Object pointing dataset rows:
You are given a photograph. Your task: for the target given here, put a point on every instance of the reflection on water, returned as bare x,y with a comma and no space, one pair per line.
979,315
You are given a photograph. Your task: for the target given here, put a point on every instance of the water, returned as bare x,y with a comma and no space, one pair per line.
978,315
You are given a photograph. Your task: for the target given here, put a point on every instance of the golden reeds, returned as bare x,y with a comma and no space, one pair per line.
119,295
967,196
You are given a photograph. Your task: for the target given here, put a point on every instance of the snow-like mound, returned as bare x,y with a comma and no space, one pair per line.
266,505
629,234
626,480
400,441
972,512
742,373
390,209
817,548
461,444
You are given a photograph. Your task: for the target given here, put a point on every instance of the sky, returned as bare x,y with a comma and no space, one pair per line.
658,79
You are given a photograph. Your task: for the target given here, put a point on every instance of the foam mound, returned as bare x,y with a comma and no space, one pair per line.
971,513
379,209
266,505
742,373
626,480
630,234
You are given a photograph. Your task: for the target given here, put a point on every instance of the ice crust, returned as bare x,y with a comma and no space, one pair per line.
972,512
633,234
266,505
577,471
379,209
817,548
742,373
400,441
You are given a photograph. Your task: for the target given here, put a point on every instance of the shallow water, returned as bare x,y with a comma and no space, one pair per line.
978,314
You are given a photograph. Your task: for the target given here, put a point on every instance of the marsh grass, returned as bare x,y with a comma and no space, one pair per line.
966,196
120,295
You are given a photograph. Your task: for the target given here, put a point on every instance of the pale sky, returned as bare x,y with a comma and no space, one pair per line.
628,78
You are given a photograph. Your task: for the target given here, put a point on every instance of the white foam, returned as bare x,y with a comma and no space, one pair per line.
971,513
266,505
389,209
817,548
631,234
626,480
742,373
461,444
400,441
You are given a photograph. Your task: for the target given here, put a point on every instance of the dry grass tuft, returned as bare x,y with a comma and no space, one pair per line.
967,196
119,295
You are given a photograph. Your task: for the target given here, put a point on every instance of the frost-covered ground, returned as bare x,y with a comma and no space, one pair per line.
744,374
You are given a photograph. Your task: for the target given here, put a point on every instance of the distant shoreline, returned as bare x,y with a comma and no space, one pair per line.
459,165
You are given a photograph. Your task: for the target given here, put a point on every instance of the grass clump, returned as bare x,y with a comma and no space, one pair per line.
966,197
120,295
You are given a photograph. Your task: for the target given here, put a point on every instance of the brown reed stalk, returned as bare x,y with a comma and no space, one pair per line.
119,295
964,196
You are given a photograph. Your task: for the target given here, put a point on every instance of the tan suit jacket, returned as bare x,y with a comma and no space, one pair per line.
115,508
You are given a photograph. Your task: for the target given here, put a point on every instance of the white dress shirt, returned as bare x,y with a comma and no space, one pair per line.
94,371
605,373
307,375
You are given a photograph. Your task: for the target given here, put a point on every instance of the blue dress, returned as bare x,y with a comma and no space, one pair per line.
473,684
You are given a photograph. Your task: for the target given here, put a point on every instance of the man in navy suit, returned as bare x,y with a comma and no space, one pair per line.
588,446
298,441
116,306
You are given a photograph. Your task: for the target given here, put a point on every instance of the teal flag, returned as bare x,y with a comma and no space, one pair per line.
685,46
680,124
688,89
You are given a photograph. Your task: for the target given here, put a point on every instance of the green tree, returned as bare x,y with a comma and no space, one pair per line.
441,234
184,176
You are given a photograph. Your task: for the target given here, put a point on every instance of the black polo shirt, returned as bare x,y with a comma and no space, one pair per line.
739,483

Directive -
Revise all of the rows by replacing "put a point on" with "place a marker on" wherever it appears, leaving everything else unchanged.

Task response -
You are given a photograph. Your task: for the target given here, place a marker on every instance of the reflection on water, returned as bare x,y with a comma and no space, one pair per line.
979,315
You are given a photograph. Your task: for the target given here, place a marker on every instance of the water, returned as bare x,y with a comma and no space, one pair per line.
978,315
You are given a photograph. Your task: for the target given here, place a marker on every instance of the golden reeds, returned as bare x,y with a comma and no space, one pair per line.
119,295
967,196
You are given a photograph. Your task: for the target given here, place a marker on every instance of the snow-like mound, returned as bare x,y with a comma and no space, one pair per line.
266,505
629,234
626,480
400,441
972,512
742,373
390,209
817,548
461,444
You are given a photograph. Your task: for the target given here, place a marker on every instance of the sky, returned as bare x,y with a comma and no space, one pair per line.
658,79
You are given a photograph. Your task: for the target given here, place a marker on every instance of the foam mound, returned as bare x,y with a comma and no space, one pair per line.
971,513
379,209
266,505
742,373
626,480
630,234
You are given a photograph. Your task: for the target given here, place a marker on every instance of the ice crust, returned as bare x,y with a comma and no space, one pair per line.
972,512
633,234
266,505
577,471
379,209
817,548
742,373
400,441
You are given a photograph. Your task: for the target given here, place a marker on every instance of the shallow water, returned as bare x,y with a comma and no space, one pair per line.
978,314
You are given a photograph. Your task: for the target given here, place a marker on every instance of the marsh grass, returned as bare x,y with a comma and no space, one pair per line.
966,196
120,295
You are given a photograph. Your task: for the target given here, place a marker on every instance of the pale sky, returned as bare x,y with a comma and no space, one pair per line.
628,78
You are given a photograph. Your task: for the target given here, place a marker on every instance of the white foam, returned as bare x,y with a comma and no space, one pair per line.
971,513
266,505
389,209
817,548
631,234
626,480
742,373
461,444
400,441
You are given a photograph. Your task: for the target given here, place a marker on every instance of the dry grass tuft, returned as bare x,y with a comma and no space, one pair per line.
967,196
119,295
You are given a photograph. Your task: for the target given here, place a marker on every instance of the frost-covered ground, returned as bare x,y with a comma and no space, one pair per line.
744,374
You are given a photograph. Your task: for the target given here, place a marker on every instance of the distant shoreline, returned as bare x,y with a comma and no space, one pair per line.
459,165
You are given a photograph. Your task: for the target given here, place a marker on every instance of the grass clump, returned as bare x,y with a comma and no space, one pair per line.
966,197
120,295
You are given a photograph. Your task: for the target given here, place a marker on every instance of the brown reed stalk, returned as bare x,y with a comma and no space, one pair per line.
119,295
964,196
You are given a photograph. Your task: for the target given here, place a marker on every instance of the tan suit jacket, returned as bare x,y with a comma and no space, one pair per line.
115,508
You are given a photograph. Your task: for the target given here, place a marker on every instance of the white dress shirt, returned as bare x,y with a comma and no space, one pair per line.
94,371
605,373
307,375
You are given a photograph. Your task: for the target given here, place a marker on every instance of the blue dress, returned as bare x,y with a comma and no space, one pair per line.
473,684
You are given a photograph. Your task: for the target given here, place a marker on every instance of the man in navy suit, returned as bare x,y with a comma and no space, one pair per line.
588,446
298,441
116,306
You are given a photograph. Your task: for the target given here, place a marker on every instance of the teal flag, returned as bare x,y with a comma and no space, one pair per line.
685,46
680,124
688,89
You are given a photograph. Your task: for the target given here, place a marker on every instance of the green tree, returned as bare x,y with a comma and no space, one pair per line.
441,234
184,176
You are given a photograph. Your task: for the target given here, place a marker on every instance of the black polo shirt, returned as bare x,y with a comma and no space, one pair per line.
739,483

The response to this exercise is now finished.